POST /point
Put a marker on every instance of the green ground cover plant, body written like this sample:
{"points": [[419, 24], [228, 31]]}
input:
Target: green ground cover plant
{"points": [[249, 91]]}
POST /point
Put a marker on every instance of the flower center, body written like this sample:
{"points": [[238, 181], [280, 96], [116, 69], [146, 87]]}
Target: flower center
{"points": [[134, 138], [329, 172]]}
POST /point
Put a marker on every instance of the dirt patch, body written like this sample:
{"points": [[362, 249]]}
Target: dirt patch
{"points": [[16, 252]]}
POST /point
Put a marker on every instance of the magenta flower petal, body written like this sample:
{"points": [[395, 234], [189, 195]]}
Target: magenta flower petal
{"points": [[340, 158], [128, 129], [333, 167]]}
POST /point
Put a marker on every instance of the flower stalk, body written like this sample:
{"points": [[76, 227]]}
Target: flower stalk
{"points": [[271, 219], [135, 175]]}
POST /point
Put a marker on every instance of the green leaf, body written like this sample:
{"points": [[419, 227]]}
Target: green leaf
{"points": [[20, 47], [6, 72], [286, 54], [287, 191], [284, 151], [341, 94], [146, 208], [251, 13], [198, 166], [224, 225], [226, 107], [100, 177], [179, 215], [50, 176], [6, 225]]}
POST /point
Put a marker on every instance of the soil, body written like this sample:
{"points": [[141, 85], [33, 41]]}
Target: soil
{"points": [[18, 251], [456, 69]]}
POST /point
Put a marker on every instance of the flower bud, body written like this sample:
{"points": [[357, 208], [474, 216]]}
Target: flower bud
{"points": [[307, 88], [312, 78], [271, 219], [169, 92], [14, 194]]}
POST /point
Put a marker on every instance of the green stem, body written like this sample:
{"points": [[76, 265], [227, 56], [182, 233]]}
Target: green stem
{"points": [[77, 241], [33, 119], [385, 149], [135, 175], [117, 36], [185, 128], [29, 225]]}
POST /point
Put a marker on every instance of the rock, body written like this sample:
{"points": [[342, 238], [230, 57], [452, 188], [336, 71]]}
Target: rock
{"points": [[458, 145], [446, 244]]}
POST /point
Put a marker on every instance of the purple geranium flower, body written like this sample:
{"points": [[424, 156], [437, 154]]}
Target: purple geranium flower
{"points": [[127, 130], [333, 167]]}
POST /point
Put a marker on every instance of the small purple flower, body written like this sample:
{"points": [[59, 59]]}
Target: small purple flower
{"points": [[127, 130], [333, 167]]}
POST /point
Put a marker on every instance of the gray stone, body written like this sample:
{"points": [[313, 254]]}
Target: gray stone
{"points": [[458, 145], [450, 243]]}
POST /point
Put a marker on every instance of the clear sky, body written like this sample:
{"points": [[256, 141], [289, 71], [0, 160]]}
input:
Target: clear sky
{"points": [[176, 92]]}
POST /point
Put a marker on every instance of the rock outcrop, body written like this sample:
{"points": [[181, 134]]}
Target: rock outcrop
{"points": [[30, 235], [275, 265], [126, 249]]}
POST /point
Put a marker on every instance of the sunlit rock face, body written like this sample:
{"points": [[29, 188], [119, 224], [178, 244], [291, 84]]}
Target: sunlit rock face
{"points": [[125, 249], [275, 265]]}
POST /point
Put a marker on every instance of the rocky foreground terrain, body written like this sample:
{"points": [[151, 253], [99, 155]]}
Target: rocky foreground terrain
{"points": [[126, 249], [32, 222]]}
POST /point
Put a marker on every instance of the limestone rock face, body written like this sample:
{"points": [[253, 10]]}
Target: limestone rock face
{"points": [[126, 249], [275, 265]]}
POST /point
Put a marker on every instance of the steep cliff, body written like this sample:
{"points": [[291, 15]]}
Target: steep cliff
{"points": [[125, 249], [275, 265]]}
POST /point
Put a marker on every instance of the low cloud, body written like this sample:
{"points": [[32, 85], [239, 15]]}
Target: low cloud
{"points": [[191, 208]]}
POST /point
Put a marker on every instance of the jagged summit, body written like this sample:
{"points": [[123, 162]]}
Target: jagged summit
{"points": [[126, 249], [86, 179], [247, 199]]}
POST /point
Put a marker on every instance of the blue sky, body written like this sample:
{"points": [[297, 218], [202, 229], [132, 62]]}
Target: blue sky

[TASK TO COMPLETE] The records above must be output exactly, in full.

[RESULT]
POST /point
Put a marker on every instance of the green ground cover plant, body written like this sample:
{"points": [[419, 24], [228, 31]]}
input:
Target: green ground cover plant
{"points": [[249, 91]]}
POST /point
Put a marker on every instance of the flower center, body written like this sample:
{"points": [[238, 181], [280, 96], [116, 69], [146, 87]]}
Target: flower center
{"points": [[134, 138], [329, 172]]}
POST /point
Put a marker on every instance of the dirt patch, body written like this sample:
{"points": [[362, 249]]}
Target: dirt patch
{"points": [[16, 252]]}
POST /point
Put a marker on every instance of the magenta flower petal, body written like this sample:
{"points": [[395, 234], [189, 195]]}
Target: magenta flower petal
{"points": [[340, 158], [128, 129], [333, 167]]}
POST /point
Put a marker on every instance of the flower stalk, body written like this sample:
{"points": [[76, 227]]}
Target: flower stalk
{"points": [[271, 219], [135, 175]]}
POST /point
Put a marker on every instance of the green leaf, body written like this sample:
{"points": [[419, 227]]}
Target: green leaf
{"points": [[20, 47], [6, 72], [286, 54], [287, 191], [284, 151], [341, 94], [146, 208], [251, 13], [198, 166], [224, 225], [226, 107], [100, 177], [179, 215], [50, 176], [6, 225]]}
POST /point
Put a marker on every instance of the soil, body written like this sample:
{"points": [[141, 85], [33, 41]]}
Target: soil
{"points": [[18, 251], [456, 69]]}
POST /point
Put a marker on every instance of the flower bud, body written like this sample:
{"points": [[357, 208], [474, 216]]}
Target: flower bud
{"points": [[307, 88], [312, 78], [271, 219], [169, 92], [14, 194]]}
POST /point
Put a marker on every instance of the green stem, body written like this sample:
{"points": [[76, 265], [227, 56], [182, 233]]}
Target: green stem
{"points": [[77, 241], [33, 119], [385, 149], [135, 175], [117, 36], [185, 128], [29, 225]]}
POST /point
Put a marker on every instance of the rock, body written like this sample:
{"points": [[342, 238], [230, 57], [452, 188], [336, 71]]}
Target: rock
{"points": [[458, 145], [446, 244]]}
POST /point
Put a marker on every instance of the purple geranium flower, body written like this sample:
{"points": [[424, 156], [437, 154]]}
Target: purple geranium flower
{"points": [[127, 130], [333, 167]]}
POST /point
Put a marker on every instance of the small purple flower, body written like this sample:
{"points": [[59, 59]]}
Target: small purple flower
{"points": [[127, 130], [333, 167]]}
POST /point
Put a marker on every instance of the gray stone, body written like this sample:
{"points": [[313, 254]]}
Target: gray stone
{"points": [[458, 145], [450, 243]]}
POST /point
Put a marker on every instance of the clear sky, body written like this sample:
{"points": [[256, 141], [289, 71], [0, 160]]}
input:
Target: clear sky
{"points": [[176, 92]]}
POST /point
Put a marker on every instance of the rock outcrop, body written like this sample:
{"points": [[181, 134]]}
Target: rock outcrop
{"points": [[30, 235], [275, 265], [126, 249]]}
POST /point
Put a marker on every instance of the sunlit rock face, body written like this sample:
{"points": [[29, 188], [119, 224], [178, 244], [291, 84]]}
Target: sunlit rock face
{"points": [[125, 249], [275, 265]]}
POST /point
Put a marker on every instance of the rocky foreground terrain, body written like this sample:
{"points": [[151, 253], [99, 155]]}
Target: rocky foreground terrain
{"points": [[126, 249], [32, 222]]}
POST /point
Put a marker on every instance of the limestone rock face, body written like this sample:
{"points": [[253, 10]]}
Target: limestone rock face
{"points": [[126, 249], [275, 265]]}
POST /point
Put a marker on every instance of the steep cliff, body written like this sample:
{"points": [[291, 15]]}
Target: steep cliff
{"points": [[125, 249], [275, 265]]}
POST /point
Put a marker on every instance of the low cloud, body written like this sample:
{"points": [[32, 85], [239, 15]]}
Target: low cloud
{"points": [[191, 208]]}
POST /point
Put a marker on every instance of the jagged summit, body written like this sample:
{"points": [[123, 162]]}
Target: jagged summit
{"points": [[126, 249], [86, 179], [247, 199]]}
POST /point
Put a marker on every instance of the blue sky, body written like this sample:
{"points": [[297, 218], [202, 229], [132, 62]]}
Target: blue sky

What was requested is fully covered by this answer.